● TRECHO DO DOCUMENTO
*-*-*

Especialmente não podemos deixar de registrar os momentos de felicidade do primeiro banho de piscina da Bela, a apresentação da Nana na escola e do seu balé, como também o dia de aula que tivemos com a Nana, cada um de nós, onde não pudemos deixar de ir ao futuro e imaginar esse dia com a Bela.
O que nos deixou tristes?
Aprendemos a “colaborar com o inevitável”, como dito muitas vezes no blog. Dizer que a leucemia da Bela nos deixou triste? Não adiantava ficar triste, tínhamos que arregaçar as mangas e lutar e não havia espaço para sentimentos de tristeza.
Do mesmo jeito em que não pudemos viver momentos de felicidade longos, não poderíamos deixar que momentos tristes durassem mais do que deveriam, mas alguns nos marcaram muito profundamente, como a família desesperada do menino João Roberto baleado por PMs na Tijuca, que foi transferido e faleceu no Copa D’Or, quando tivemos uma manhã intensa naquele dia no hospital. Nos deixou tristes podermos ter acesso e vermos a situação de miséria em que está a saúde pública no Brasil, quando fomos na área de hematologia pediátrica do Hospital da Lagoa, no Hospital do Servidores do Estado e até mesmo no INCA, que destoa positivamente dos outros e poderia ser considerado um local de excelência. A falta de recursos do HemoRio, mas com pessoas/servidores que se dedicam verdadeiramente de corpo e alma para tentar suprir as ausências materiais. Como já dissemos aqui, o Rodrigo passar quase todos os dias em frente à Cidade da Música, quando falta tanto do básico...

*-*-*

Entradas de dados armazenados
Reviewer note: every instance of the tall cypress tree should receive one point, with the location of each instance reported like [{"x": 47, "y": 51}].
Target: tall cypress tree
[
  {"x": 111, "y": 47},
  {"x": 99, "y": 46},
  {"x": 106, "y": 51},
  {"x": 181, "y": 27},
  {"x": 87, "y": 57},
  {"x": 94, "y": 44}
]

*-*-*

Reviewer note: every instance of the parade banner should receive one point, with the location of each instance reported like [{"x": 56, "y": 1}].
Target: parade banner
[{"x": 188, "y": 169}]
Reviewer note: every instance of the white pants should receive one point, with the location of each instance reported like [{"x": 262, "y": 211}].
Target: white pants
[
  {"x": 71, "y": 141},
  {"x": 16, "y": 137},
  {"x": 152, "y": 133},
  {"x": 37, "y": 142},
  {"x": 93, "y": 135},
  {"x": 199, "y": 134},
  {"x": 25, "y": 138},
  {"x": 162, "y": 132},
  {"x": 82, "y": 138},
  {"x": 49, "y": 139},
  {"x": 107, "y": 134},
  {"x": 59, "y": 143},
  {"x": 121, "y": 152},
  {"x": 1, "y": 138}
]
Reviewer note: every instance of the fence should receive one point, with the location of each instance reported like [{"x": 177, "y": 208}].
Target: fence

*-*-*

● EXERCÍCIO
Prossiga com o relato acima sobre a leucemia da Bela, começando logo após a última frase apresentada.

● RESPOSTA AO EXERCÍCIO
O que nós mudamos?
Hábitos? Muitos para não dizer quase todos. Readaptamos nossas vidas para a Bela. Mudamos a nossa vida, mudamos a nossa casa, tiramos móveis e criamos espaços para brincadeiras. Ainda sobre vida, mudamos a forma de valorizar a vida, em todos os seus pequenos detalhes.
Mudamos de emprego. Sim, a Bel do seu escritório para o emprego maior de ser mãe em tempo integral de uma filha que muito precisava de nós e da Mariana que tem desempenhado um papel não menos importante, exemplar em toda essa situação.
Se Deus quiser em 2009 nos mudamos para o novo aparamento...
Do que nos orgulhamos?
Da nossa Bela? Sem dúvida, pela força de vida, a alegria de viver, muitas vezes nos dando o “Hello!” na hora certa, que ela estava ali lutando por sua vida e nós, o meio para atingir os seus objetivos, não poderíamos deixar a peteca cair de jeito nenhum.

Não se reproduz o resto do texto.